_INSTRUCTIONS FOR THE TASK_:
Look for the string "head" in the data below, and copy each line that holds it.

=== SUPPLIED DATA ===

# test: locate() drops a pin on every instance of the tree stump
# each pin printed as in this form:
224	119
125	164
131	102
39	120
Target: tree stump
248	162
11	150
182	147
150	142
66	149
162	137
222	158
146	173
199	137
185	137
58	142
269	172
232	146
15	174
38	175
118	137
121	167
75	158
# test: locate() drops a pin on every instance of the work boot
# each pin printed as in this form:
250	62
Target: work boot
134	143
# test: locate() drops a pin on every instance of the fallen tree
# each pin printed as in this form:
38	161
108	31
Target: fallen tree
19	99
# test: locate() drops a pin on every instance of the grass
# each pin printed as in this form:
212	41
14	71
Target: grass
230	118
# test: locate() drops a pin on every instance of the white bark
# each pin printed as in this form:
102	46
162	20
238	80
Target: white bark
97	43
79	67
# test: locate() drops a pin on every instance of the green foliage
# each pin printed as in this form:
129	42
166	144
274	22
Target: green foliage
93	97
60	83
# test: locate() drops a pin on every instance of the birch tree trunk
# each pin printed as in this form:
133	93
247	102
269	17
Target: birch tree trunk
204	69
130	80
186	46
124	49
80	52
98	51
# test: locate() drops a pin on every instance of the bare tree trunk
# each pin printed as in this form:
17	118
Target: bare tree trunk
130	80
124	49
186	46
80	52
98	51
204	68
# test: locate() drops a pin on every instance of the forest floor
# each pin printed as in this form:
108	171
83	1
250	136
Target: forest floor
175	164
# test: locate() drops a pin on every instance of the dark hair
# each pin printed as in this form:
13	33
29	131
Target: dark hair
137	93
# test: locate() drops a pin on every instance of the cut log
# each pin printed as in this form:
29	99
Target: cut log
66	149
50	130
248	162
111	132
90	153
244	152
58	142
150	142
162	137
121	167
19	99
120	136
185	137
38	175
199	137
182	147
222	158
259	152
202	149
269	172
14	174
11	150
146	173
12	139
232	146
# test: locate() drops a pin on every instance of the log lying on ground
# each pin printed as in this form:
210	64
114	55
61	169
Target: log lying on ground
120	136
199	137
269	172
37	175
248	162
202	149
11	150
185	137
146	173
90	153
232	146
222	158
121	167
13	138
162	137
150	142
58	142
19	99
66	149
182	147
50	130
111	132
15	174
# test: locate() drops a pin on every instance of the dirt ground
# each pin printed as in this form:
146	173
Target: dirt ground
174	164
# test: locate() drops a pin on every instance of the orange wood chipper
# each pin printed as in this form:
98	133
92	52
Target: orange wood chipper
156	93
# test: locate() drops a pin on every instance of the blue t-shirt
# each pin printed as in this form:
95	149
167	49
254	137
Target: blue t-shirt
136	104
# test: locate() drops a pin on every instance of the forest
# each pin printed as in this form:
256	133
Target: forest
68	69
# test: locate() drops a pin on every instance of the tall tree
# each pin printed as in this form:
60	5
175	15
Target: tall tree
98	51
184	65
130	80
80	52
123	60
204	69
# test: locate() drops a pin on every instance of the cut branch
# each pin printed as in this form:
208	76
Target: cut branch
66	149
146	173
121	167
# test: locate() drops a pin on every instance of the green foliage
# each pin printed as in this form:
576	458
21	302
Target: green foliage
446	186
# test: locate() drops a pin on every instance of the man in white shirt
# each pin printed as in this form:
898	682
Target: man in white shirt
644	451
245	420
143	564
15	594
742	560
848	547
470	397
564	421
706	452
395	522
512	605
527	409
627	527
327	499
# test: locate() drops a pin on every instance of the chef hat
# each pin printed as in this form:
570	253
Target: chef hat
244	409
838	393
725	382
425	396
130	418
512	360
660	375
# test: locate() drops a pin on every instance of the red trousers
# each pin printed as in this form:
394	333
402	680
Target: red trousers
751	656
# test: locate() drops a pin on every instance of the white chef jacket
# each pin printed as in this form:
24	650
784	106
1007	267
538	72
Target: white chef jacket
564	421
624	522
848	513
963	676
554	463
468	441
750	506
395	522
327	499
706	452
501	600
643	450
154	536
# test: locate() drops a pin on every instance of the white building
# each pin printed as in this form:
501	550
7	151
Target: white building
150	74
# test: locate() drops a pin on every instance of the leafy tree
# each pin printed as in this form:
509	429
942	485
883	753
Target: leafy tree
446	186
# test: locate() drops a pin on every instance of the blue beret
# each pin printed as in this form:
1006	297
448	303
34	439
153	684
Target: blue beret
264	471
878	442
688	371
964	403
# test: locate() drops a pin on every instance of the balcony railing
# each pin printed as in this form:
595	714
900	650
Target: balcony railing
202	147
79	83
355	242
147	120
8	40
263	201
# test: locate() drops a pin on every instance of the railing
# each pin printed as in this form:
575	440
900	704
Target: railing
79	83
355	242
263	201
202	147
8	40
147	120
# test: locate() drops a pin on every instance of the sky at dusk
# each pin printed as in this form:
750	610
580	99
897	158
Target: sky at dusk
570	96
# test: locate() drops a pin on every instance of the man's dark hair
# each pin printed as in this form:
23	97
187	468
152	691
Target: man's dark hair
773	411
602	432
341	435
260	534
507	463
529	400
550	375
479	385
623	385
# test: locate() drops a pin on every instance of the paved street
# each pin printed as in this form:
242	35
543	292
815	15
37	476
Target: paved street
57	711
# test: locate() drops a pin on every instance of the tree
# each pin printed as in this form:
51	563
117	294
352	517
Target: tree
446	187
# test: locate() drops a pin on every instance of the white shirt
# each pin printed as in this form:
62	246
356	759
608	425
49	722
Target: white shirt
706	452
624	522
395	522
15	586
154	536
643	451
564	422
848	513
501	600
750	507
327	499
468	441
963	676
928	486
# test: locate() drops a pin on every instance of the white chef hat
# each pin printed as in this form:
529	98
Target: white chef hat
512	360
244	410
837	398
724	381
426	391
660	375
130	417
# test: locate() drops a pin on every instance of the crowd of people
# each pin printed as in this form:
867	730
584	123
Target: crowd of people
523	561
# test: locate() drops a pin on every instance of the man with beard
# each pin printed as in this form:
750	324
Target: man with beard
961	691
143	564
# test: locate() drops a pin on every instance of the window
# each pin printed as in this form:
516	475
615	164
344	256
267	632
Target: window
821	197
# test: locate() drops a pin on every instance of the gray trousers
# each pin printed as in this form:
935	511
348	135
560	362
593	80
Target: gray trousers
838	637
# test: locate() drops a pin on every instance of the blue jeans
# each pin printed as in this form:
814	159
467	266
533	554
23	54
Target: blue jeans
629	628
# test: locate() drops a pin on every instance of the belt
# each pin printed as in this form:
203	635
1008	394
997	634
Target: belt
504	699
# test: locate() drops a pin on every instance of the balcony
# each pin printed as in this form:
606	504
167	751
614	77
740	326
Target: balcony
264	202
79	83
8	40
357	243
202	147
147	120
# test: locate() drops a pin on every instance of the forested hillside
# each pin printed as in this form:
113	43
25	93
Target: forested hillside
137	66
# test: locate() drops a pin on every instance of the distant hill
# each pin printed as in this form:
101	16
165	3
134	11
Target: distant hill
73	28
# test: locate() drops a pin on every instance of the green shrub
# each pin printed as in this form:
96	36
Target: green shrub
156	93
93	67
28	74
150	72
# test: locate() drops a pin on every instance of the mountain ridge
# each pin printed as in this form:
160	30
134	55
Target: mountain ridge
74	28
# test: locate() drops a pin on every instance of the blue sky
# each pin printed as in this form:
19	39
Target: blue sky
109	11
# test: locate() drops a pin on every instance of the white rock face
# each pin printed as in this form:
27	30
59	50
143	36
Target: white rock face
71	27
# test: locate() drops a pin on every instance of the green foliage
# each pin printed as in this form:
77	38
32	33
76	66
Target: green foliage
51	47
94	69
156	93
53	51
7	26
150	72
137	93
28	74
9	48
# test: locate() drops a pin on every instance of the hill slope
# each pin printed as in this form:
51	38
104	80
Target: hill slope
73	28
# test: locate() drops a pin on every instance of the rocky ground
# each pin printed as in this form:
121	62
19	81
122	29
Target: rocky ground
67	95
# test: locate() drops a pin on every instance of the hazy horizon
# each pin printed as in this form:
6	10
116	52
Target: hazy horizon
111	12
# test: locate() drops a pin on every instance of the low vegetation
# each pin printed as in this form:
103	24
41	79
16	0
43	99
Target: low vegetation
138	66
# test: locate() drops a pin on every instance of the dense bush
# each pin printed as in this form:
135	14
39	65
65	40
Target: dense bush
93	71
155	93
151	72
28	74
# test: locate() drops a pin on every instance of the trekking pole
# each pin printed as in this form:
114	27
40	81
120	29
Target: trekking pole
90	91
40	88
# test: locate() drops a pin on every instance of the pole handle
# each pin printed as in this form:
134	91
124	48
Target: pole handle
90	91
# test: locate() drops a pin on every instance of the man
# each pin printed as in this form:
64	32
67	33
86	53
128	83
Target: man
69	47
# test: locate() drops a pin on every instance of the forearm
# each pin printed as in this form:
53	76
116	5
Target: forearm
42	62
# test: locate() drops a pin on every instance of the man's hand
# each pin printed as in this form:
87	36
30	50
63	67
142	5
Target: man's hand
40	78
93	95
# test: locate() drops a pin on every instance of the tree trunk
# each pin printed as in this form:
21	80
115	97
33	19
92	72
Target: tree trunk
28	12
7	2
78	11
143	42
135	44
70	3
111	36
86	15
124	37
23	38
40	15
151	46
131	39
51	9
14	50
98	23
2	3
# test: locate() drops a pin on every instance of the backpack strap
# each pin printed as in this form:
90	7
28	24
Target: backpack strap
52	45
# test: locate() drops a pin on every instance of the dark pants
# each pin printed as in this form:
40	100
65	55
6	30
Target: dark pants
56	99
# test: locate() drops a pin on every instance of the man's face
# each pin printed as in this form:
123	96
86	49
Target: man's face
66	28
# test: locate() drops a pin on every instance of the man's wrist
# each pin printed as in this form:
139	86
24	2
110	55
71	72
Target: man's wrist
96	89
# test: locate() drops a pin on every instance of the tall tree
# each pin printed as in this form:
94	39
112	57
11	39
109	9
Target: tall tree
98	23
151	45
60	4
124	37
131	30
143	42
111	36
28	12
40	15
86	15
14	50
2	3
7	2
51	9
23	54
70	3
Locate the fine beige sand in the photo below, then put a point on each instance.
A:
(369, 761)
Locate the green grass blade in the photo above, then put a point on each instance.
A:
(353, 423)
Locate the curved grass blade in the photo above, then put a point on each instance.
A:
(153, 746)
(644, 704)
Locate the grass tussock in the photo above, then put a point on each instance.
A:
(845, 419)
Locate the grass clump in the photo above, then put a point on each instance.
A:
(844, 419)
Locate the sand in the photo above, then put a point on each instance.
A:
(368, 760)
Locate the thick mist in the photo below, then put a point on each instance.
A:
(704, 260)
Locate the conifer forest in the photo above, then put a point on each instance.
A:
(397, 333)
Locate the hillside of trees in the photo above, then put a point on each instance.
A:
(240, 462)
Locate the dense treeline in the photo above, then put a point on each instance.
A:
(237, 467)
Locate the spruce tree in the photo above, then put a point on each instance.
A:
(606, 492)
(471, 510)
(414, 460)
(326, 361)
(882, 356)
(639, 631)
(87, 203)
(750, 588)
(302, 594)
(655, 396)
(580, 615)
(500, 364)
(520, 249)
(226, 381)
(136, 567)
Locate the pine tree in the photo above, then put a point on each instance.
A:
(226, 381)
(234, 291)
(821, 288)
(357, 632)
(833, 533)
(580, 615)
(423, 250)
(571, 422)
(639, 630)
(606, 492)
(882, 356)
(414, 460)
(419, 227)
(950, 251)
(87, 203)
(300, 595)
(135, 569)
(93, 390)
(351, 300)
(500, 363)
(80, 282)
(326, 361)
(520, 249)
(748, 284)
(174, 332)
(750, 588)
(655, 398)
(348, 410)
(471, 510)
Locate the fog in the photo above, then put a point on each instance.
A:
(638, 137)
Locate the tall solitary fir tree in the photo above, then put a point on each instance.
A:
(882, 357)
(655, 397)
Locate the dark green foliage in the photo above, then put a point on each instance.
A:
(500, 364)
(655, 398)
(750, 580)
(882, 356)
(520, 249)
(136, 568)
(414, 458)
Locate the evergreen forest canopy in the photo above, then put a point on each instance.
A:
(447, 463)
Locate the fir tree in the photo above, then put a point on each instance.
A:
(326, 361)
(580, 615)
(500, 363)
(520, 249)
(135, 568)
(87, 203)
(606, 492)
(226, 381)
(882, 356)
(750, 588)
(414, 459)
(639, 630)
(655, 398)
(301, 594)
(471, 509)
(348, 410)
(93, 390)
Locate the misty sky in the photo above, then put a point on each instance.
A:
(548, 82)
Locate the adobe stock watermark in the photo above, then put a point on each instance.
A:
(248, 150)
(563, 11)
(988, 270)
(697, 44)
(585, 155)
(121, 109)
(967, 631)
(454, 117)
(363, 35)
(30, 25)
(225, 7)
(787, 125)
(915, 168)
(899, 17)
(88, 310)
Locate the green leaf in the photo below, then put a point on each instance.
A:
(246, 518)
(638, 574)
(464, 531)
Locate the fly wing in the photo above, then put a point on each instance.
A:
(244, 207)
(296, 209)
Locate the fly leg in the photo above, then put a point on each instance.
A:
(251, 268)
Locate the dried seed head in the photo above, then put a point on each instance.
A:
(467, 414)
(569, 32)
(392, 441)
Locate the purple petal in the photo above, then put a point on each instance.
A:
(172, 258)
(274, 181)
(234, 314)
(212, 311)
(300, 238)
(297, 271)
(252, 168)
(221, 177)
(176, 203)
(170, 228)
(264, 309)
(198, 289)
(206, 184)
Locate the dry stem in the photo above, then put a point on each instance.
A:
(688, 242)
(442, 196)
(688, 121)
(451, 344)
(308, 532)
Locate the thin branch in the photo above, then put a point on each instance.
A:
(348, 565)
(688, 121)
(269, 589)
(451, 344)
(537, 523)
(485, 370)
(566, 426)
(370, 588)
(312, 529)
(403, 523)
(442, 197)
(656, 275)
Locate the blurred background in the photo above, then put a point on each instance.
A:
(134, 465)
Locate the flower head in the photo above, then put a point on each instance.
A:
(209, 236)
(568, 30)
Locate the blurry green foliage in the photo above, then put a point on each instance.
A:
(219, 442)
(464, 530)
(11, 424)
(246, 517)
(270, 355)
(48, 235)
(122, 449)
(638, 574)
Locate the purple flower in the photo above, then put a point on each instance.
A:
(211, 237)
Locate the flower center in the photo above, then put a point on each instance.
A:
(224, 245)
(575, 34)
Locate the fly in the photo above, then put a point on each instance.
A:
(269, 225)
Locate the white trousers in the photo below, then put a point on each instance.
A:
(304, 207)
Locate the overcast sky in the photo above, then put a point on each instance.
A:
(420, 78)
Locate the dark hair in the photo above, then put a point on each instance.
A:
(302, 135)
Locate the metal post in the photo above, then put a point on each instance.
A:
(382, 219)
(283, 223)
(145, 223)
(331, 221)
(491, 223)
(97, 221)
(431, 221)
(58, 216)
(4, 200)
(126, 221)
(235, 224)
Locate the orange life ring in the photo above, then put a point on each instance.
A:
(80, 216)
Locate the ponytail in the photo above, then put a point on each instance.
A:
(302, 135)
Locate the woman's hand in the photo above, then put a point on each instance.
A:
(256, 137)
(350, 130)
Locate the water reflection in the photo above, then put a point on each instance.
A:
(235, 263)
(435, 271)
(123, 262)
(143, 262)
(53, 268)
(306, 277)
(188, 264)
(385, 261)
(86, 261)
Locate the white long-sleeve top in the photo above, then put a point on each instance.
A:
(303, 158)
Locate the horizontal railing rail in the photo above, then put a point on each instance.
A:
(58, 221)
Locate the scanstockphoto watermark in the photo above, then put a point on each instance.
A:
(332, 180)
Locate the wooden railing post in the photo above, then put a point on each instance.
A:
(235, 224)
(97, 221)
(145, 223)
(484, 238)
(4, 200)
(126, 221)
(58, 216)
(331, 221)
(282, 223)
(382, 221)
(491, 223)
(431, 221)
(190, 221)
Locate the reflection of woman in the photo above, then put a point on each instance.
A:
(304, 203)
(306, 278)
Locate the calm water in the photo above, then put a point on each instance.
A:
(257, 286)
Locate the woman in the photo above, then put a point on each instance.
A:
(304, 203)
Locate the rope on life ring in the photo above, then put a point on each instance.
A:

===

_OUTPUT_:
Locate the dried seed head in the photo above, then put a point on each instance.
Locate the flower head in the photo above, then put a point on each instance.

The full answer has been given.